- **Opdracht 1**
Beantwoord de volgende vragen over het arrest:
(a) Op welke datum heeft de Hoge Raad uitspraak gedaan?
(b) Van welk gerechtshof is de uitspraak afkomstig waartegen beroep in cassatie is ingesteld, en van welke datum is die uitspraak?
(c) Op welke datum heeft belanghebbende bezwaar gemaakt tegen de naheffingsaanslag en de boetebeschikking?
- **Opdracht 2**
Vat het arrest samen in twee zinnen.
- **Opdracht 3**
Noem alle vindplaatsen die bij het arrest worden vermeld.

- **Aangeleverde tekst**
Te weten de alsnog ingediende aangifte
HR, 11-10-2019, nr. 18/00689
ECLI:NL:HR:2019:1574
- Instantie
Hoge Raad
- Datum
11-10-2019
- Zaaknummer
18/00689
- Vakgebied(en)
Belastingrecht algemeen (V)
- Brondocumenten en formele relaties
ECLI:NL:HR:2019:1574, Uitspraak, Hoge Raad, 11‑10‑2019; (Cassatie)
In cassatie op: ECLI:NL:GHAMS:2017:5518
Beroepschrift, Hoge Raad, 05‑04‑2018
- Vindplaatsen
V-N 2019/49.19 met annotatie van Redactie
NLF 2019/2358 met annotatie van Wendy Nent
FED 2019/156 met annotatie van M.H.W.N. Lammers
BNB 2019/189 met annotatie van E.B. PECHLER
Belastingblad 2020/65 met annotatie van C.M. Bergman
NTFR 2019/2873 met annotatie van Mr. dr. R.M.P.G. Niessen-Cobben
Uitspraak 11‑10‑2019
Inhoudsindicatie
Procesrecht; artt. 4:17 en 7:12 Awb; dwangsom verschuldigd vanwege niet tijdig doen van uitspraak op bezwaar; kenbaarheid voor een belastingplichtige dat de inspecteur met een besluit tot vermindering van de naheffingsaanslag en van de daarbij opgelegde boete uitspraak doet op zijn bezwaarschrift.
Partij(en)
HOGE RAAD DER NEDERLANDEN
BELASTINGKAMER
Nummer 18/00689
Datum 11 oktober 2019
ARREST
in de zaak van
de STAATSSECRETARIS VAN FINANCIËN
tegen
[X] te [Z] (hierna: belanghebbende)
op het beroep in cassatie tegen de uitspraak van het Gerechtshof Amsterdam van 21 december 2017, nr. 16/00566, op het hoger beroep van belanghebbende tegen een uitspraak van de Rechtbank Noord-Holland (nr. HAA 16/828) betreffende het verzoek van belanghebbende om toekenning van een dwangsom wegens het niet tijdig doen van uitspraak op bezwaar. De uitspraak van het Hof is aan dit arrest gehecht.
1. Geding in cassatie
De Staatssecretaris heeft tegen de uitspraak van het Hof beroep in cassatie ingesteld. Het beroepschrift in cassatie is aan dit arrest gehecht en maakt daarvan deel uit.
Belanghebbende heeft een verweerschrift ingediend.
2. Beoordeling van de middelen
2.1
In cassatie kan van het volgende worden uitgegaan.
2.1.1
Aan belanghebbende is over het tweede kwartaal van 2015 een naheffingsaanslag in de omzetbelasting van € 250 opgelegd en een boetebeschikking van € 50 wegens het verzuim dat bedrag te betalen.
2.1.2
Belanghebbende heeft op 31 augustus 2015 tijdig bezwaar gemaakt tegen de naheffingsaanslag en de boetebeschikking.

- **Aangeleverd materiaal**

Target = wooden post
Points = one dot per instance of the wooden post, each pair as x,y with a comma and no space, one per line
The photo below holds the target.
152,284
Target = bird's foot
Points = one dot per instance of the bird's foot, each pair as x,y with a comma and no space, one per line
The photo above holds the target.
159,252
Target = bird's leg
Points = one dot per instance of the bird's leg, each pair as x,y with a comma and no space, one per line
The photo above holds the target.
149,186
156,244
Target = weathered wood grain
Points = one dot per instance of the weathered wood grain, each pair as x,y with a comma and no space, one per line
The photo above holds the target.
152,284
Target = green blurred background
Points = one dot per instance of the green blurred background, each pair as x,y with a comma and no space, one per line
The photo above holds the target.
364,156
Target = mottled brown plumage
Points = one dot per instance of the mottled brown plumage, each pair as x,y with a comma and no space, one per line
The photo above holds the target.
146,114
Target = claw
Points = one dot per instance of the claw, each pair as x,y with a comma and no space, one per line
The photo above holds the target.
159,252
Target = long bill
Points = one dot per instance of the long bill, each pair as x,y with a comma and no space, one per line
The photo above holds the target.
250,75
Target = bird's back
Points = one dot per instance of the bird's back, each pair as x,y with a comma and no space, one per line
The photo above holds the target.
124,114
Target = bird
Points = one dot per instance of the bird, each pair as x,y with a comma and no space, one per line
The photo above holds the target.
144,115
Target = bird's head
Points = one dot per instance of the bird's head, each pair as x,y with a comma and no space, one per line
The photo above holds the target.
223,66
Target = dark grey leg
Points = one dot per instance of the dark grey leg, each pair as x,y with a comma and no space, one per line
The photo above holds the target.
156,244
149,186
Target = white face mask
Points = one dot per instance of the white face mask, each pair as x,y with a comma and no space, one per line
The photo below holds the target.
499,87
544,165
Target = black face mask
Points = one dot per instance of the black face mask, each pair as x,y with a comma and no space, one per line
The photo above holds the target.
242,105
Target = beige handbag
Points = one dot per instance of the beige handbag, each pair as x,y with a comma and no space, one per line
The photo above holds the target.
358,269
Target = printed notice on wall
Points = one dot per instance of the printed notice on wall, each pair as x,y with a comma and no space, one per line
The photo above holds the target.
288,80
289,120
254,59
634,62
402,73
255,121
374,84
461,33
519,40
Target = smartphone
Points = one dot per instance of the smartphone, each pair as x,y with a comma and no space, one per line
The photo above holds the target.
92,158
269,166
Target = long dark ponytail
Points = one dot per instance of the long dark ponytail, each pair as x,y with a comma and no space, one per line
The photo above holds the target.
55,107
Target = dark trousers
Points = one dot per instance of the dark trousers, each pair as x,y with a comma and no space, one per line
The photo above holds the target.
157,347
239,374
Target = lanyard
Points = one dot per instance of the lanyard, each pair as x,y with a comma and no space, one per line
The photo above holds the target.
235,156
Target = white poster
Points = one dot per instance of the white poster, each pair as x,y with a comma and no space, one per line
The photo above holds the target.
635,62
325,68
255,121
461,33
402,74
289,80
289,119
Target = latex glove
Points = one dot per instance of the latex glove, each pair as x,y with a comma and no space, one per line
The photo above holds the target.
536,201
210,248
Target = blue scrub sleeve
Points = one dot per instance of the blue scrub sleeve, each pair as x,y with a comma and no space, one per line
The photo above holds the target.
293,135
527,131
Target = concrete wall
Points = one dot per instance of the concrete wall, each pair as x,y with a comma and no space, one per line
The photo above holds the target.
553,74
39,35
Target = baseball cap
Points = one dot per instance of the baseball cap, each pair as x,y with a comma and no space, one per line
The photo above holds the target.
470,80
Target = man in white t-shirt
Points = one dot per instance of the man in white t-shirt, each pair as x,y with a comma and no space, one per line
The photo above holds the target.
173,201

- **Antwoordvak 1**
(a) 11 oktober 2019
(b) Het Gerechtshof Amsterdam, 21 december 2017
(c) 31 augustus 2015

- **Antwoordvak 2**
Het arrest van de Hoge Raad van 11 oktober 2019 betreft het beroep in cassatie van de Staatssecretaris van Financiën tegen een uitspraak van het Gerechtshof Amsterdam over het verzoek van belanghebbende om toekenning van een dwangsom wegens het niet tijdig doen van uitspraak op bezwaar. Aan belanghebbende waren over het tweede kwartaal van 2015 een naheffingsaanslag in de omzetbelasting van € 250 en een boetebeschikking van € 50 opgelegd, waartegen belanghebbende op 31 augustus 2015 tijdig bezwaar heeft gemaakt.

- **Antwoordvak 3**
V-N 2019/49.19, NLF 2019/2358, FED 2019/156, BNB 2019/189, Belastingblad 2020/65 en NTFR 2019/2873